++++ Supplied material ++++

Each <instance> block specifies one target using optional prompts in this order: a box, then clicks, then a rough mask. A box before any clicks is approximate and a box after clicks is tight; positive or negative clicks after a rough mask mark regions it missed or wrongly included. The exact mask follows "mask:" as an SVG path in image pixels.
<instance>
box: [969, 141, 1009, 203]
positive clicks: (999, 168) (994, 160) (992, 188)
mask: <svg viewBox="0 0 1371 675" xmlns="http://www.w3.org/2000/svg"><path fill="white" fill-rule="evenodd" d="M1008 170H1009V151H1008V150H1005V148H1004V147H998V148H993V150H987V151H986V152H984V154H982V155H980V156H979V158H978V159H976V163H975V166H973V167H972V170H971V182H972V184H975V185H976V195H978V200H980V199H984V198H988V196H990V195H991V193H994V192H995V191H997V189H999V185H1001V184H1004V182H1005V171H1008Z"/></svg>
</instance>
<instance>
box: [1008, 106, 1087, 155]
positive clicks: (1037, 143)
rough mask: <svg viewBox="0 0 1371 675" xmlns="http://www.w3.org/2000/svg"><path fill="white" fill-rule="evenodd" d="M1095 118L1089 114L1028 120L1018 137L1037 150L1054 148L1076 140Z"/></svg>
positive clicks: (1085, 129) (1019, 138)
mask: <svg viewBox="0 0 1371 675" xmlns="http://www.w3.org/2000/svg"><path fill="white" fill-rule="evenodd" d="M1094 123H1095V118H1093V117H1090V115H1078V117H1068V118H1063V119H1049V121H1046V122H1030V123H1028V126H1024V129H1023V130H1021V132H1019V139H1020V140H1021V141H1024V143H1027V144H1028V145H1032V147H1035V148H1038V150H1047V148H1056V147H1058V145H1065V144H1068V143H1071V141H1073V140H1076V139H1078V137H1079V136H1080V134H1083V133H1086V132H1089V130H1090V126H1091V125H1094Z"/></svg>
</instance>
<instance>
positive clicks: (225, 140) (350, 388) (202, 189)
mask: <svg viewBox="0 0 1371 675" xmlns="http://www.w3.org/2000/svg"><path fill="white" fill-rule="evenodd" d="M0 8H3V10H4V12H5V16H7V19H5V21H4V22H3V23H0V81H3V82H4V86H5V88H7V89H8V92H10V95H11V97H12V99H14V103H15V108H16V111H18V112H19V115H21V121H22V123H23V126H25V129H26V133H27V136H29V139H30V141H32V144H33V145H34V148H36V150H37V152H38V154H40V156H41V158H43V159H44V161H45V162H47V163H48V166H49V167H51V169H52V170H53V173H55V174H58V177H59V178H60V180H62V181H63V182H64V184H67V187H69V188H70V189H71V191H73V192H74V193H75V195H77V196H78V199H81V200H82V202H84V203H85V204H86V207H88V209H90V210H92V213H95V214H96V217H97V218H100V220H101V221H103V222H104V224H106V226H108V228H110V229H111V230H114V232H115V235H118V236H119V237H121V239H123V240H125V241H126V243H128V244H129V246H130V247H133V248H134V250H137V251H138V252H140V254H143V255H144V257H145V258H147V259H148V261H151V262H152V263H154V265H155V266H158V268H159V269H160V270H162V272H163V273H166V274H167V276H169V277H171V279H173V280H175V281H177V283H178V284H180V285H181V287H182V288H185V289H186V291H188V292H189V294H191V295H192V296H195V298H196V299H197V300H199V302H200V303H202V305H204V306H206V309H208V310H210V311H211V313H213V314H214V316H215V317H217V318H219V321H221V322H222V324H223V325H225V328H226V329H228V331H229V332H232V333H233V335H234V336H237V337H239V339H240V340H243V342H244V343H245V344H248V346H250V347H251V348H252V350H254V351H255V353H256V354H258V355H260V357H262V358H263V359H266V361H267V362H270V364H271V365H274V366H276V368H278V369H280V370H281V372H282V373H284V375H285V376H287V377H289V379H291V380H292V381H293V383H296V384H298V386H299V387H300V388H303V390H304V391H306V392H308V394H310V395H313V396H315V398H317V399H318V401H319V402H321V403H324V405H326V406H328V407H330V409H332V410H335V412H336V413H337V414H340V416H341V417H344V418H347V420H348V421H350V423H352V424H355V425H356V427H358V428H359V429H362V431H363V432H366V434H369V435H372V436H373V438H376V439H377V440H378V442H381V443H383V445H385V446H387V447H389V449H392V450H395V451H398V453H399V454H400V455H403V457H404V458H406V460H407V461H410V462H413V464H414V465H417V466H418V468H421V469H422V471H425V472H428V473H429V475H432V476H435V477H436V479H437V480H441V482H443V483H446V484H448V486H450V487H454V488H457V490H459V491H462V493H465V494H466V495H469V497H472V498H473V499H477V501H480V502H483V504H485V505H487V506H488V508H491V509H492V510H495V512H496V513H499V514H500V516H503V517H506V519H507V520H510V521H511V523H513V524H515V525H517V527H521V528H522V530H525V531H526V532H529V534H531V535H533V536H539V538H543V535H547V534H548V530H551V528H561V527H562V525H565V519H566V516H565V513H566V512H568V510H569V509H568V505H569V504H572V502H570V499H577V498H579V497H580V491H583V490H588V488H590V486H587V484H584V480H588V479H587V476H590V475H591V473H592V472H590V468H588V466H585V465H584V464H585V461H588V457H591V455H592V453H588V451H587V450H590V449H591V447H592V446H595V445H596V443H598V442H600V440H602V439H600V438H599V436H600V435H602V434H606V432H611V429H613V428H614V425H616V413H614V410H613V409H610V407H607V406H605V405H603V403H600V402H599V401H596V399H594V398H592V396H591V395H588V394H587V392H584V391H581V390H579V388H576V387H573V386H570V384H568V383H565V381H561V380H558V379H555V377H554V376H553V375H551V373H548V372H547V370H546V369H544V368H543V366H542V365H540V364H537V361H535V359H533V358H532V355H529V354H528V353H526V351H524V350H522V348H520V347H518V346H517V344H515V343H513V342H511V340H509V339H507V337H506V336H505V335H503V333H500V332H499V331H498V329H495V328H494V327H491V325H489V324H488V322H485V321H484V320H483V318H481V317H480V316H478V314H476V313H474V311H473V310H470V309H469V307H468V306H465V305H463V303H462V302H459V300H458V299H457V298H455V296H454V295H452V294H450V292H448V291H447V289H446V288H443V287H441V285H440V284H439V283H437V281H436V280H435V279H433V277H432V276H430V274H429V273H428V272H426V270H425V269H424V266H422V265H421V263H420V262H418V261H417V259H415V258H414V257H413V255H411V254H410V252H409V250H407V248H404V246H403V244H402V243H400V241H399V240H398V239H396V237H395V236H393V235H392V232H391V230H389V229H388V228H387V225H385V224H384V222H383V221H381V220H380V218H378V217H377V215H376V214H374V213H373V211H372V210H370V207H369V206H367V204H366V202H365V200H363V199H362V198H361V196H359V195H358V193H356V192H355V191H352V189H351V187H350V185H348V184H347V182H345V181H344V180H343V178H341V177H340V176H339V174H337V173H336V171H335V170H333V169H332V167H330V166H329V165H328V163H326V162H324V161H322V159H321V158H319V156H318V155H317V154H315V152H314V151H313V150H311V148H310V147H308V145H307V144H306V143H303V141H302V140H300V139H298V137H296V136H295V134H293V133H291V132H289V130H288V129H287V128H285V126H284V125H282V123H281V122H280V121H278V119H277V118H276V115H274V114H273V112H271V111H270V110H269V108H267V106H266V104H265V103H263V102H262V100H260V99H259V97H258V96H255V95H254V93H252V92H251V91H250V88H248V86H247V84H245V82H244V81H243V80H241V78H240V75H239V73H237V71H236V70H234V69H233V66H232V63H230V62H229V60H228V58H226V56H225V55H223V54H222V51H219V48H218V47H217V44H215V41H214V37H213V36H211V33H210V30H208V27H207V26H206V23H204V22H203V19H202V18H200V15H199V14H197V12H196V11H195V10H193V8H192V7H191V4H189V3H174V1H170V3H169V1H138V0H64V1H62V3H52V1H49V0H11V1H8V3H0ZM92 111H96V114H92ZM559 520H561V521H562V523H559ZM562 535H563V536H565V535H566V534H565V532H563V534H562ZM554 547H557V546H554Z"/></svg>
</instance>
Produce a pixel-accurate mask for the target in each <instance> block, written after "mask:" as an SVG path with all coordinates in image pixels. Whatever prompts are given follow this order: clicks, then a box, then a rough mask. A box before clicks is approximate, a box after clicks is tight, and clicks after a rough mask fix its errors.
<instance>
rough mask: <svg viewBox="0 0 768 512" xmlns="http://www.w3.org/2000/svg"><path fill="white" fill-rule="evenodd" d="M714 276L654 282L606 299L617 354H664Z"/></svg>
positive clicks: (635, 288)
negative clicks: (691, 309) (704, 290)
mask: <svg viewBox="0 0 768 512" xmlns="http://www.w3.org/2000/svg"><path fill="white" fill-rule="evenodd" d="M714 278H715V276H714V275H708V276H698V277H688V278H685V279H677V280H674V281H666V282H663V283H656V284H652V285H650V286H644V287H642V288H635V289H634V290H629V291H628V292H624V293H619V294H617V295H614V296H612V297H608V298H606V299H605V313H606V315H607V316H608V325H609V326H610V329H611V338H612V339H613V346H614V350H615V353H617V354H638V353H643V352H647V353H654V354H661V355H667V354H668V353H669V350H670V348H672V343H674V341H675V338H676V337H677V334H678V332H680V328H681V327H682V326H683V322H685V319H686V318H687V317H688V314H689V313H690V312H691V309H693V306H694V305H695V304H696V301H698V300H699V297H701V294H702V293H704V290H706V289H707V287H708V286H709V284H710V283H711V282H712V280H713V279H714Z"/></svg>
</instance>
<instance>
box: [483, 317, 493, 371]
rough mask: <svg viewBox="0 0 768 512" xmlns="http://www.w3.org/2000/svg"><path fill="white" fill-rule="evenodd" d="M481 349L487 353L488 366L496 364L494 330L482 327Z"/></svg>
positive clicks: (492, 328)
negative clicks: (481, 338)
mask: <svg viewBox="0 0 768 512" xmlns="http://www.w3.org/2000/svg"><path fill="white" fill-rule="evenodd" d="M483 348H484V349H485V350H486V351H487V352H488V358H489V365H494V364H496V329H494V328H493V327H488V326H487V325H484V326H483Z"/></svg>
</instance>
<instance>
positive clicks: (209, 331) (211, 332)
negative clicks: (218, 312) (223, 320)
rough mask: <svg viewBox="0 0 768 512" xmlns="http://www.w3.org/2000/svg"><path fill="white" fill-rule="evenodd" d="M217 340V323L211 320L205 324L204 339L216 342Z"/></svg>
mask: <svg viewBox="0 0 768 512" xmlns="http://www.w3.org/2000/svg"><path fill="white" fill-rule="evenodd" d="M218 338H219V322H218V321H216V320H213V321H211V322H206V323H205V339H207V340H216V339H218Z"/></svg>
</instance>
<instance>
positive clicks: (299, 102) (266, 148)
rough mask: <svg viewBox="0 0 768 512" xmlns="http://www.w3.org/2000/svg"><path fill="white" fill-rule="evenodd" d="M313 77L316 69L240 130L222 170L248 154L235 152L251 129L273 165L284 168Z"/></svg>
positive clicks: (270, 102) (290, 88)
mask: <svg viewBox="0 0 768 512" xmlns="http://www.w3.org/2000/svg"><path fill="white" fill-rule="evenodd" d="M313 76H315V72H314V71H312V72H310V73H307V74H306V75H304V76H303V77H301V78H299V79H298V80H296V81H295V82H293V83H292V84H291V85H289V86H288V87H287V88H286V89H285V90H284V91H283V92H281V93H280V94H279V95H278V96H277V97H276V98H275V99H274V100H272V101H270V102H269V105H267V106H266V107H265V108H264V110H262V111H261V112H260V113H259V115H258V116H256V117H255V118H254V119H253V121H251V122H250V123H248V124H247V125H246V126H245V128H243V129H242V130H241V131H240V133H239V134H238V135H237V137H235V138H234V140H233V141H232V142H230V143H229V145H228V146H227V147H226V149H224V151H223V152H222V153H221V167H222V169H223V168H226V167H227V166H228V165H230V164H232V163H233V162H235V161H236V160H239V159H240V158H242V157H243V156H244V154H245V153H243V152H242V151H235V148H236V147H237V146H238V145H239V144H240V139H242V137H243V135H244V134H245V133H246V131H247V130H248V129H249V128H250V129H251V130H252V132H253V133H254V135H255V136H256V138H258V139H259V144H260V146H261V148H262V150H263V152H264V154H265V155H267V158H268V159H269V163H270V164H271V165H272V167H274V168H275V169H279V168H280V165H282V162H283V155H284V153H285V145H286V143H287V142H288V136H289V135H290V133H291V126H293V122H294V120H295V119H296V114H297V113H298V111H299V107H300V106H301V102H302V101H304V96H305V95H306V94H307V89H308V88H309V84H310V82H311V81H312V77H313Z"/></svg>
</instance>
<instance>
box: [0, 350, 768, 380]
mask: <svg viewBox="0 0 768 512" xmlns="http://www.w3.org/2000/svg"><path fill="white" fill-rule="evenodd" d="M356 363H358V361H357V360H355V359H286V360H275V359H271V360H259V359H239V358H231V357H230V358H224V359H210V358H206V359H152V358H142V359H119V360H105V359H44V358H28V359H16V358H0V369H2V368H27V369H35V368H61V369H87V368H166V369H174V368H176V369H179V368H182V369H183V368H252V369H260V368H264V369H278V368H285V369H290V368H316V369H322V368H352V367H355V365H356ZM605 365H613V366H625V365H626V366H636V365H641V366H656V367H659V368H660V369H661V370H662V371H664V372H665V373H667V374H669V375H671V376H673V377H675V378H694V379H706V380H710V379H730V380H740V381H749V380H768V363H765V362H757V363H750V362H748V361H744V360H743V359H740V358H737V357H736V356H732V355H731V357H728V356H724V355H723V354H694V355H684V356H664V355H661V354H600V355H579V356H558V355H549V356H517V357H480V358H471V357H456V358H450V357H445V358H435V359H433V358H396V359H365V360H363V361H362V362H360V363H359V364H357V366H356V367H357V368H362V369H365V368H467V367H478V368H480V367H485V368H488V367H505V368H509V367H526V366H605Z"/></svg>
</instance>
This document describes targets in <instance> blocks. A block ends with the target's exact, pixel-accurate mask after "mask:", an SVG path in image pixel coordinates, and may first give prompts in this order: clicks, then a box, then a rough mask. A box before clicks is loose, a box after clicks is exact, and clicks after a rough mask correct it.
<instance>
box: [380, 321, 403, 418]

++++

**Problem to work on:** Pull out each line in the rows above that contains the string "negative", treating uppercase and lowercase letters as different.

**Answer to this task:**
Each <instance> block specifies one target using optional prompts in this order: a box, then clicks, then a rough mask. A box before any clicks is approximate and a box after clicks is tight; positive or negative clicks after a rough mask mark regions it missed or wrongly included. The exact mask follows "mask:" as an SVG path in image pixels.
negative clicks: (691, 309) (704, 290)
negative clicks: (481, 338)
negative clicks: (218, 312) (223, 320)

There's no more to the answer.